■ **PROBLEM REQUIREMENTS**:
Repeat each line of the material exactly.

■ **Named object pointing entries**:
## BEGIN

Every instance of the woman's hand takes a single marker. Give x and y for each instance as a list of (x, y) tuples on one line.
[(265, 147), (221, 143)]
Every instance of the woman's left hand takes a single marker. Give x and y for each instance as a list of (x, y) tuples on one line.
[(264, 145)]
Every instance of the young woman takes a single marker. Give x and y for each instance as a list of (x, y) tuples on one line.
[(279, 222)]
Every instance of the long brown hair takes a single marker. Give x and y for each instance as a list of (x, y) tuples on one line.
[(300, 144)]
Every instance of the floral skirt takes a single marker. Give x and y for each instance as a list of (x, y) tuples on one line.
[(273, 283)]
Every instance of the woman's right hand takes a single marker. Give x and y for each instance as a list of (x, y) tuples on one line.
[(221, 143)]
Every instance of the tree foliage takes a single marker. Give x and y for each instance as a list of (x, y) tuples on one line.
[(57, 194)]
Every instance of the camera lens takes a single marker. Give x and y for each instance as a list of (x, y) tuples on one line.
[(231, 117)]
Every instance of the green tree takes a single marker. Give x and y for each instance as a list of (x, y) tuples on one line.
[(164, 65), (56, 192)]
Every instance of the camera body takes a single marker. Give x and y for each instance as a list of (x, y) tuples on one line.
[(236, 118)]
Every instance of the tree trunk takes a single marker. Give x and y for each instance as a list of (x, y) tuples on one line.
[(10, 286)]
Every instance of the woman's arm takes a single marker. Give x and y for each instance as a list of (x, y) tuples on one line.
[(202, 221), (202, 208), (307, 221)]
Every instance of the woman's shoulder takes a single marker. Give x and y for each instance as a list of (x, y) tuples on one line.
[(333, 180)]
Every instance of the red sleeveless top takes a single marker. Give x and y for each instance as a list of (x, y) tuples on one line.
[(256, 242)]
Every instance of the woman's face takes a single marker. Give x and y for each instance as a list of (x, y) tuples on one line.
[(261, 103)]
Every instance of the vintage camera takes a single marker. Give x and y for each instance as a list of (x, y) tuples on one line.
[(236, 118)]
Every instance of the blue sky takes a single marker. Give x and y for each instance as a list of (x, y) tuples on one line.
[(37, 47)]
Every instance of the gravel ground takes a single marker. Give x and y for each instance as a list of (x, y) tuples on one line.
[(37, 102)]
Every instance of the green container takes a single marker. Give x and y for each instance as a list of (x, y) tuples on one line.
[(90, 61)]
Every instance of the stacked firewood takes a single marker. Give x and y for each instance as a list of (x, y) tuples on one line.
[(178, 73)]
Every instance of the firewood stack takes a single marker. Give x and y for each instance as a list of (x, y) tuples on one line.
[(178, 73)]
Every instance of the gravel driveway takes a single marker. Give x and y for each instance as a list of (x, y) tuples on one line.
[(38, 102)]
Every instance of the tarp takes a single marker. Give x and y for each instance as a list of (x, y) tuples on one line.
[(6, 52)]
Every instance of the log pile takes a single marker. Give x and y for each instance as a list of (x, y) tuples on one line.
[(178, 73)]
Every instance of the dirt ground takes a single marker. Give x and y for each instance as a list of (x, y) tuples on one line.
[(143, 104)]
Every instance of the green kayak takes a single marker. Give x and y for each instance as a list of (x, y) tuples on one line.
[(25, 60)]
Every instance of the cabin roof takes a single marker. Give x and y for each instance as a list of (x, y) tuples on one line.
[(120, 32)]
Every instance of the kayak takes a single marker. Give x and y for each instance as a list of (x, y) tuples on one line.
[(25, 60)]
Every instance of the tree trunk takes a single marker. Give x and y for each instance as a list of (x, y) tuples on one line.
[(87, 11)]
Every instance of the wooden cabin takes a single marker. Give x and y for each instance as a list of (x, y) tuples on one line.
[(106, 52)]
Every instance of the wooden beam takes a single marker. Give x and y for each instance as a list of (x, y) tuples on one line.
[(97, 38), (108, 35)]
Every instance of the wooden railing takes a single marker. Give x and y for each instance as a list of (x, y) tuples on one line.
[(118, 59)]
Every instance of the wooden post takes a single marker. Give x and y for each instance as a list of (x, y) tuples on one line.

## END

■ **EXERCISE SOLUTION**:
Every instance of the woman's hand takes a single marker. Give x and y for each instance as a list of (x, y) tuples on one line.
[(265, 147), (221, 143)]
Every instance of the woman's left hand takes a single marker. Give x and y for each instance as a list of (x, y) tuples on one line.
[(264, 145)]
Every instance of the young woman takes a single marker. Give x and y for each instance as a list of (x, y) tuples on one line.
[(279, 222)]
Every instance of the long brown hair takes a single marker. Give x and y for each instance as a list of (x, y) tuples on one line.
[(300, 144)]
Every instance of the floral skirt takes a single marker. Give x and y for each instance as a list of (x, y) tuples on one line.
[(273, 283)]
Every instance of the woman's right hand takes a single marker. Give x and y for each instance as a list of (x, y) tuples on one line.
[(221, 143)]
Every instance of the tree foliage takes a single marker. Give x and y for each instance as a list of (x, y) tuples on one line.
[(57, 194)]
Every instance of the camera lens takes a single marker. Give x and y for each instance as a list of (x, y) tuples on one line.
[(231, 117)]
Every instance of the green tree takes a single marker. Give x and y for each instance as a list of (x, y) tuples on one line.
[(164, 65), (56, 192)]
Every instance of the camera body takes a single marker. Give x and y for each instance as a list of (x, y) tuples on one line.
[(236, 118)]
Every instance of the tree trunk takes a single marker. Give x and y for each instance as a list of (x, y) tuples on one line.
[(10, 286)]
Every instance of the woman's arm takes a single marker. Give x and y for each instance as a list of (x, y) tuples on one line.
[(202, 221), (202, 208), (307, 221)]
Every instance of the woman's shoulder takes a single marker. Give x and y for each instance as a list of (x, y) tuples on one line.
[(333, 180)]
Every instance of the red sleeveless top takes a single marker. Give x and y for each instance as a list of (x, y) tuples on one line.
[(256, 242)]
Every instance of the woman's face takes a single marker. Give x and y for each instance as a list of (x, y) tuples on one line.
[(261, 103)]
Every instance of the vintage camera takes a single marker. Give x and y for each instance as a list of (x, y) tuples on one line.
[(236, 118)]
Every instance of the blue sky takes a single marker. Give x and y for each instance as a list of (x, y) tuples on one line.
[(37, 47)]
Every instance of the gravel ground takes a single marker. Give x and y for each instance as a list of (x, y) tuples on one line.
[(37, 102)]
Every instance of the green container takes a single marker. Give x and y for each instance as a list of (x, y) tuples on one line.
[(90, 61)]
Every instance of the stacked firewood takes a single marker. Give x and y for each instance as a list of (x, y) tuples on one line.
[(178, 73)]
Every instance of the firewood stack takes a single marker. Give x and y for each instance as a list of (x, y) tuples on one line.
[(178, 73)]
Every instance of the gravel driveway takes a single marker. Give x and y for each instance as a list of (x, y) tuples on one line.
[(38, 102)]
Every instance of the tarp takes a single marker. Give x and y for each instance as a list of (x, y) tuples on one line.
[(6, 52)]
Every instance of the log pile takes a single marker. Give x and y for each instance as a list of (x, y) tuples on one line.
[(178, 73)]
Every instance of the dirt ground takes a single marker. Give x and y for each instance as a list of (x, y) tuples on one line.
[(143, 104)]
Every instance of the green kayak takes a single marker. Give x and y for each instance as a list of (x, y) tuples on one line.
[(25, 60)]
Every instance of the cabin roof takes a single marker. Give x and y for each instance as a list of (x, y) tuples on one line.
[(120, 32)]
Every instance of the kayak takes a single marker. Give x and y for each instance as a list of (x, y) tuples on one line.
[(25, 60)]
Every instance of the tree trunk takes a single marker. Give x and y for each instance as a list of (x, y) tuples on one line.
[(87, 11)]
Every instance of the wooden cabin takes a single marker. Give x and y for each instance as a list of (x, y) tuples on one line.
[(106, 52)]
Every instance of the wooden beam takes a single marker. Give x and y for each instance as a list of (x, y) tuples on one line.
[(97, 38), (108, 35)]
Every instance of the wooden railing takes a single marker. Give x and y for each instance as a list of (x, y) tuples on one line.
[(118, 59)]
Every instance of the wooden post takes a single marker. Give x and y for each instance as a list of (x, y) tuples on one line.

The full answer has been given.